Document text =
<<<<
Introduction
This Policy explains how Chavasse Court Chambers (“Chambers”) complies with the General Data Protection Regulation (“GDPR”) and the Data Protection Act 2018.
The Regulation give rights to people about the ways in which businesses and other institutions, including Chavasse Court Chambers, deal with their personal information.
This Policy also applies to the barristers, pupil barristers and door tenants of Chavasse Court Chambers unless you are told that any such individual has a different Policy.
Chavasse Court Chambers
Chavasse Court Chambers is a chambers of independent barristers at 24 Queen Avenue, Liverpool, L2 4TZ.
Each individual barrister provides legal services including representing clients in court or other tribunals. The names of all barristers who are members of or affiliated to chambers can be found at www.chavassecourt.com. The names of all pupil barristers to whom this privacy notice applies can be provided on request using the contact details set out below.
>>>>
Given problem a =
Summarize the policy text above in two sentences.

Data =
<<<<
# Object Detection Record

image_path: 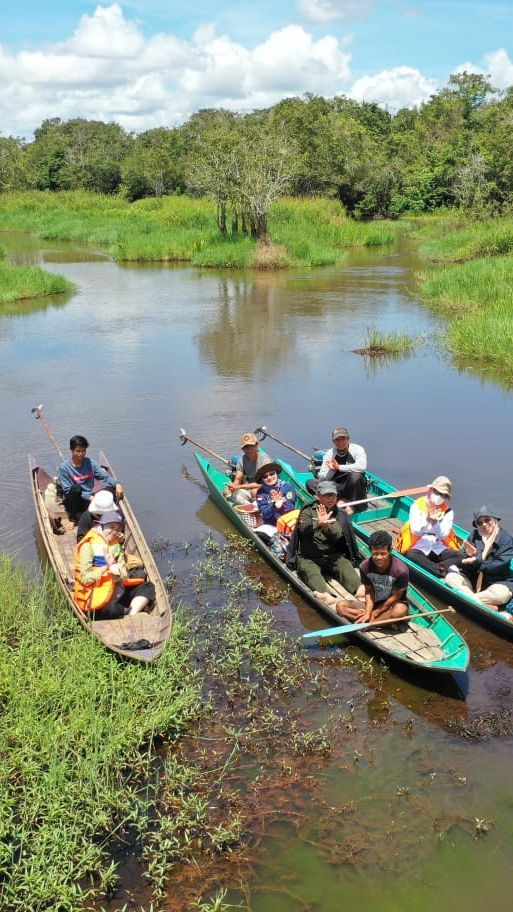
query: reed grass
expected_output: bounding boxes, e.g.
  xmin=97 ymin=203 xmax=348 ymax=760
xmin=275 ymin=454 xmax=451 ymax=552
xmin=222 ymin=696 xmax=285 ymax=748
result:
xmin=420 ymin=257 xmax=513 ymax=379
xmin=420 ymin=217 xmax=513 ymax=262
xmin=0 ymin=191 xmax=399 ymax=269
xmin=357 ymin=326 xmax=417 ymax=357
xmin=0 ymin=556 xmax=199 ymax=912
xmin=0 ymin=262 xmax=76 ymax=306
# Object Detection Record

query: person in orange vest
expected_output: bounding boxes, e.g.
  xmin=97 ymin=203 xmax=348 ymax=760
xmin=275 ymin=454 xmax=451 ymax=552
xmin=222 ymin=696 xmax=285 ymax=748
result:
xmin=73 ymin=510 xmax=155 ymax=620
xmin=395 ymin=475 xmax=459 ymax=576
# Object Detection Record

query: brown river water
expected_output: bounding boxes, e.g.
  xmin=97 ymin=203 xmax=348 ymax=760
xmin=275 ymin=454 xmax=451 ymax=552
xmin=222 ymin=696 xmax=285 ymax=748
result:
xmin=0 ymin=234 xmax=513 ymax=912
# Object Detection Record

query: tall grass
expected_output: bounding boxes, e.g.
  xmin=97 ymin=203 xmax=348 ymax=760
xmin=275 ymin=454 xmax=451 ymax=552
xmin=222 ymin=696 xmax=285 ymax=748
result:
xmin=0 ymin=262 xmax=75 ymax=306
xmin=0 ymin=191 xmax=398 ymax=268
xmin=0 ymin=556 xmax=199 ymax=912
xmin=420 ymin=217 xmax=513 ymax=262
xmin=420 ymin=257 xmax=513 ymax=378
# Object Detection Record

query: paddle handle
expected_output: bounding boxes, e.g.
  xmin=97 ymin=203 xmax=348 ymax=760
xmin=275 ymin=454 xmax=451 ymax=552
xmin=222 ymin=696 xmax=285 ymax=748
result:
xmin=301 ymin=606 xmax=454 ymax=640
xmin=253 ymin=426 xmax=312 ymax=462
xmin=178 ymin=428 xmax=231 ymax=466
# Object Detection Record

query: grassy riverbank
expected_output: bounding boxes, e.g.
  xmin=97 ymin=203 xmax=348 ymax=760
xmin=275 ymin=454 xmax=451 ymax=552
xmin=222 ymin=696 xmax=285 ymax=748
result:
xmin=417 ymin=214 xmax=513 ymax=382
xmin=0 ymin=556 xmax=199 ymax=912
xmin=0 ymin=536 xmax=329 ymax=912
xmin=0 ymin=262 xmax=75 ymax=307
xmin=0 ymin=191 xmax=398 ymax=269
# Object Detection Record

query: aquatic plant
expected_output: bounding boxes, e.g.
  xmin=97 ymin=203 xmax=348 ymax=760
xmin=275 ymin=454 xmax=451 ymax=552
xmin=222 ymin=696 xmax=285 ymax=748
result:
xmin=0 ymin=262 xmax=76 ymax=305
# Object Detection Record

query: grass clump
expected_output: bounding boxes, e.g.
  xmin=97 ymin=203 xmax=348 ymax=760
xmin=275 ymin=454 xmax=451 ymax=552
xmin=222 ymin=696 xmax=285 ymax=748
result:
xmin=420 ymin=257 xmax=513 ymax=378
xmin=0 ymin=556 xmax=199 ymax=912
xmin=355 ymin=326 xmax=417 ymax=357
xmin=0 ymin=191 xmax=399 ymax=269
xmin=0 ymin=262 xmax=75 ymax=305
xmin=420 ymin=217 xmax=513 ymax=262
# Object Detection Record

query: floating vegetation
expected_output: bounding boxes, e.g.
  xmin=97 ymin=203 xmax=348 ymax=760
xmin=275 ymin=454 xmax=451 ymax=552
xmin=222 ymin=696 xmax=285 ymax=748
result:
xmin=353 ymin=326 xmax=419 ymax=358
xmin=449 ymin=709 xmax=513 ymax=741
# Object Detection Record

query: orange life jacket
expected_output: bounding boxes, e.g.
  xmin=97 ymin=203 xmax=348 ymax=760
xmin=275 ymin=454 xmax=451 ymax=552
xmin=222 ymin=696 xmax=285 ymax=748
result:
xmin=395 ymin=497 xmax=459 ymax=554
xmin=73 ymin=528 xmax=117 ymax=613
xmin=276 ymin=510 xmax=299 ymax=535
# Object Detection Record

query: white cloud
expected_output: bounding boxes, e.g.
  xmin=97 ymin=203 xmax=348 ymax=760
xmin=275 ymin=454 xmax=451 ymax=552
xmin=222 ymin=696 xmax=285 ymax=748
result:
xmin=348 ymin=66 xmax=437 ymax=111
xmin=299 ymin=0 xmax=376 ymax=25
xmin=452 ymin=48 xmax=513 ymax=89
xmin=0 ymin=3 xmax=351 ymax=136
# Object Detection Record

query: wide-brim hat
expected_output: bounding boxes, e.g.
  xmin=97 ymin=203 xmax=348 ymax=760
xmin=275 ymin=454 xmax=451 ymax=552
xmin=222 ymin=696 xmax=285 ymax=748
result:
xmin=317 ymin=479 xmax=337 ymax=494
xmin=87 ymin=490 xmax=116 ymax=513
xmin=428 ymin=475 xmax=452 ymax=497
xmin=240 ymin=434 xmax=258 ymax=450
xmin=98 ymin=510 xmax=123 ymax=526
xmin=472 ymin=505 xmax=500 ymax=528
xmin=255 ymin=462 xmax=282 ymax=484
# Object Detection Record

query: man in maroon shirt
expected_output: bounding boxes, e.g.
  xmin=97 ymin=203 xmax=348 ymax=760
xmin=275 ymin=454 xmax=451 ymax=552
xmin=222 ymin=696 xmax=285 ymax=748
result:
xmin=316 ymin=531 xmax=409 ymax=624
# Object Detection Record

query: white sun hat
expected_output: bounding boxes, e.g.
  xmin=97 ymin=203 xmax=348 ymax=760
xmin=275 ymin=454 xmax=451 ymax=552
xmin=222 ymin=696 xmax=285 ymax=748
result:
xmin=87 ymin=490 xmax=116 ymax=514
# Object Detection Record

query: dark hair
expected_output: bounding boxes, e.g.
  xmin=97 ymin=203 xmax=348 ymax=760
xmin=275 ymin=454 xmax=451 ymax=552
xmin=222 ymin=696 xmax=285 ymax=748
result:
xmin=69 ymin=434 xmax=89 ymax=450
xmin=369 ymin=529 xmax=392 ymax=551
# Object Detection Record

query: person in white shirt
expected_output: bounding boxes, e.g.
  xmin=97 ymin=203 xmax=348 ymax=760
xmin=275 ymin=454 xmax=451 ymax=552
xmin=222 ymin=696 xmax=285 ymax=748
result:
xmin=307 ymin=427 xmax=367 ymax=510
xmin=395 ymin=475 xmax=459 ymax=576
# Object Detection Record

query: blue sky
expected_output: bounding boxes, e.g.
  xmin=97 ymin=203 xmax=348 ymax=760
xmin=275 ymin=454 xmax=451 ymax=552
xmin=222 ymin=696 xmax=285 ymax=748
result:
>>>>
Given problem b =
Quote the rows from their start through the line that contains "xmin=357 ymin=326 xmax=417 ymax=357", including both ends. Leave the pictures out.

Expected answer a =
The policy explains how Chavasse Court Chambers, a chambers of independent barristers at 24 Queen Avenue, Liverpool, L2 4TZ, complies with the General Data Protection Regulation and the Data Protection Act 2018, which give people rights about how businesses and other institutions deal with their personal information. The policy also applies to the barristers, pupil barristers and door tenants of the chambers unless a different policy is indicated, and the names of all member and affiliated barristers appear at www.chavassecourt.com, while the names of pupil barristers can be provided on request.

Expected answer b =
# Object Detection Record

image_path: 
query: reed grass
expected_output: bounding boxes, e.g.
  xmin=97 ymin=203 xmax=348 ymax=760
xmin=275 ymin=454 xmax=451 ymax=552
xmin=222 ymin=696 xmax=285 ymax=748
result:
xmin=420 ymin=257 xmax=513 ymax=379
xmin=420 ymin=217 xmax=513 ymax=262
xmin=0 ymin=191 xmax=399 ymax=269
xmin=357 ymin=326 xmax=417 ymax=357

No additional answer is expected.